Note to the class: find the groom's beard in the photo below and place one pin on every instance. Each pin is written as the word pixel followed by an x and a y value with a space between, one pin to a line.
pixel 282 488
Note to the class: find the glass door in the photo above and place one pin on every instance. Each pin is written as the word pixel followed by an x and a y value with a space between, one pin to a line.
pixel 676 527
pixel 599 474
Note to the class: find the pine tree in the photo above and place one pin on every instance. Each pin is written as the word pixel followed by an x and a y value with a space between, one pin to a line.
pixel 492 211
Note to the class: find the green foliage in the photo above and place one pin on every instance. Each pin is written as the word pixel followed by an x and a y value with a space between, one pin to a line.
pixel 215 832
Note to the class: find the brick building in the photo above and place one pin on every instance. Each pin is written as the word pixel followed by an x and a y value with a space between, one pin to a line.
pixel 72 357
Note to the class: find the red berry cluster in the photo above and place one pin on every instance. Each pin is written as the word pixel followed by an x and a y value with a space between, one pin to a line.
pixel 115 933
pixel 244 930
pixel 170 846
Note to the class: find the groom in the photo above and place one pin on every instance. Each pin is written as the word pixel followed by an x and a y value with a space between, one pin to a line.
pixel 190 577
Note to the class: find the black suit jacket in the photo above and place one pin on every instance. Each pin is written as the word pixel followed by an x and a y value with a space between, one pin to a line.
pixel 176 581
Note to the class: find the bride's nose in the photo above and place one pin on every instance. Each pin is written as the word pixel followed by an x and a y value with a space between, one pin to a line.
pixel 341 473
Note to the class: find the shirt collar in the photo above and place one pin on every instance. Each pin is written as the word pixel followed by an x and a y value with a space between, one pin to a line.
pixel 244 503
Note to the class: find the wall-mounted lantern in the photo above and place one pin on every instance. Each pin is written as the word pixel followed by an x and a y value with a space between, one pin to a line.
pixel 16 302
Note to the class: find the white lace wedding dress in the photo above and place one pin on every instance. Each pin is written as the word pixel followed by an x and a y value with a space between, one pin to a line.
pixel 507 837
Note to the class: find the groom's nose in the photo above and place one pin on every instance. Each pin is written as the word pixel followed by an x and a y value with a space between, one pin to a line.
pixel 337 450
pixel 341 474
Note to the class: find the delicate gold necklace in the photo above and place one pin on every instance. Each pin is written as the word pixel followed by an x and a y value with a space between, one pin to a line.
———
**STATED EXERCISE**
Rewrite all of the rows above as a numbered list with one row to each number, and drop any blank lines.

**FINAL ANSWER**
1. Note to the class: find the groom's beard in the photo below and place one pin on every instance. Each pin is written as the word pixel followed by an x and a y value with a space between, one pin to a line.
2. pixel 282 488
3. Note to the class: find the glass door in the photo above and place one pin on every instance. Each pin is written as the word pixel followed by an x and a y value with a space between, one pin to a line.
4. pixel 676 527
5. pixel 599 474
6. Note to the class: find the pine tree in the photo above and place one pin on every instance. Each pin is written as the word pixel followed by an x and a y value with a space between, one pin to a line.
7. pixel 492 211
8. Note to the class: find the green foliage in the photo above and place one pin on every instance. Each pin is written as the word pixel followed by an x and a y value with a space between, one pin to a line.
9. pixel 215 832
10. Note to the class: find the brick building in the photo above and place one pin on every instance. Each pin is written as the word pixel followed by an x and a y value with a space between, one pin to a line.
11. pixel 72 357
12. Note to the class: find the red berry cluster in the photo above and place one pin on every instance. Each pin is written as the word pixel followed by an x and a y value with a space between, one pin to a line.
13. pixel 115 933
14. pixel 244 930
15. pixel 170 846
16. Note to the class: find the groom in the photo above and place one pin on every instance. Each pin is written as the word pixel followed by an x and a y value with a space between, one pin to a line.
17. pixel 190 577
18. Note to the class: find the black suit jacket in the photo above and place one pin on every instance. Each pin is written as the word pixel followed by an x and a y value with a space between, one pin to a line.
19. pixel 176 581
20. Note to the class: find the bride's nose in the photo above and place one pin on every instance. Each pin is written as the word pixel followed by an x and a y value with a space between, one pin to a line.
21. pixel 341 473
22. Note to the class: find the shirt collar in the photo above and place one pin on every instance. Each pin is written as the word pixel followed by an x and a y value with a space between, one pin to a line.
23. pixel 244 503
24. Note to the class: find the wall-mounted lantern in the photo above and place one pin on every instance. Each pin is written as the word pixel followed by an x and a y value with a space between, one pin to a line.
25. pixel 16 302
26. Note to the class: find the white lace wedding dress in the photo above and place one pin on every instance. Each pin is written as the word pixel followed by an x and a y value with a space between, one pin to a line.
27. pixel 507 837
28. Note to the class: find the groom's nose in the photo above and place one pin on every instance. Each pin is written as the word pixel followed by an x and a y value with a space between, one pin to a line.
29. pixel 337 450
30. pixel 341 474
31. Note to the class: find the delicate gold necklace in the photo above and place one pin on every instance. Each pin is written as the word pixel followed by an x and a y value with a space between, one pin to a line.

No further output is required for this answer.